Your task
Reproduce the data below word for word, keeping every line unchanged.

Records from a collection
○ ○ ○ ○ ○

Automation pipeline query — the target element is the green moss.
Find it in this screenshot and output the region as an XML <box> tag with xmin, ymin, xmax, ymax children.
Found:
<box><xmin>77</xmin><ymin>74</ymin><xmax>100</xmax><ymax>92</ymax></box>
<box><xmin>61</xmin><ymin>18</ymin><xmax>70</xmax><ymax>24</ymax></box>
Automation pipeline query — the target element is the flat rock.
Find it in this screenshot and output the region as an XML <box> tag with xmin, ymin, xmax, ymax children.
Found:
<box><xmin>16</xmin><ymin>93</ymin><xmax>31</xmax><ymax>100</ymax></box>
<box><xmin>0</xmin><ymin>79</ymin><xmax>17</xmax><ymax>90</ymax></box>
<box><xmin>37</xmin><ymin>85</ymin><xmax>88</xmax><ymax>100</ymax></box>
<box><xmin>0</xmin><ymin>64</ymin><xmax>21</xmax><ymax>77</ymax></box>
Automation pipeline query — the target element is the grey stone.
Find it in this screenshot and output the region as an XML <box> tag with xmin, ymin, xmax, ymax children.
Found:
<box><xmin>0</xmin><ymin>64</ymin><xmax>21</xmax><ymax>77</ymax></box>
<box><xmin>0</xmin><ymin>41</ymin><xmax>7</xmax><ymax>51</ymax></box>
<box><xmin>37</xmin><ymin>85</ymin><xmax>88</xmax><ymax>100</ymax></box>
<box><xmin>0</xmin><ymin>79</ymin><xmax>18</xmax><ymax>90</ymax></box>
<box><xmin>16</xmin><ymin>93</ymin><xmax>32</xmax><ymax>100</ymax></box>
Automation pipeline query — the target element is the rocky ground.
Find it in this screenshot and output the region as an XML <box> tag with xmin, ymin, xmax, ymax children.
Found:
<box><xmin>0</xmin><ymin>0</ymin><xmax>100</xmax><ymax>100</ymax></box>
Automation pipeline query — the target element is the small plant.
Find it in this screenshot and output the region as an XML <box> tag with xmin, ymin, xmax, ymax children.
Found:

○ ○ ○ ○ ○

Expected answer
Automation pipeline query — the target element is the green moss.
Find it in this screenshot and output the region as an XML <box> tag with xmin, ymin, xmax, ymax children.
Found:
<box><xmin>77</xmin><ymin>74</ymin><xmax>100</xmax><ymax>92</ymax></box>
<box><xmin>61</xmin><ymin>18</ymin><xmax>70</xmax><ymax>24</ymax></box>
Automation pipeline query — the target element is the flat rock.
Find it in this screenshot and output the region as an XML <box> tag with xmin, ymin, xmax, ymax children.
Found:
<box><xmin>16</xmin><ymin>93</ymin><xmax>31</xmax><ymax>100</ymax></box>
<box><xmin>0</xmin><ymin>79</ymin><xmax>17</xmax><ymax>90</ymax></box>
<box><xmin>37</xmin><ymin>85</ymin><xmax>88</xmax><ymax>100</ymax></box>
<box><xmin>0</xmin><ymin>64</ymin><xmax>21</xmax><ymax>77</ymax></box>
Automation pipeline query — the target element is the grey stone.
Find it in this screenshot and output the region as an XML <box> tag with xmin, ymin, xmax, ymax children.
Found:
<box><xmin>0</xmin><ymin>64</ymin><xmax>21</xmax><ymax>77</ymax></box>
<box><xmin>0</xmin><ymin>41</ymin><xmax>7</xmax><ymax>51</ymax></box>
<box><xmin>37</xmin><ymin>85</ymin><xmax>88</xmax><ymax>100</ymax></box>
<box><xmin>0</xmin><ymin>79</ymin><xmax>18</xmax><ymax>90</ymax></box>
<box><xmin>16</xmin><ymin>93</ymin><xmax>32</xmax><ymax>100</ymax></box>
Automation pipeline query — the target element is the rocky ground.
Find it in this screenshot and output the region as an XML <box> tag with xmin, ymin, xmax, ymax children.
Found:
<box><xmin>0</xmin><ymin>0</ymin><xmax>100</xmax><ymax>100</ymax></box>
Automation pipeline query — the target element is the small plant.
Find it in this screenshot and output the region as an XML <box> tag with xmin, ymin, xmax, ymax children.
Found:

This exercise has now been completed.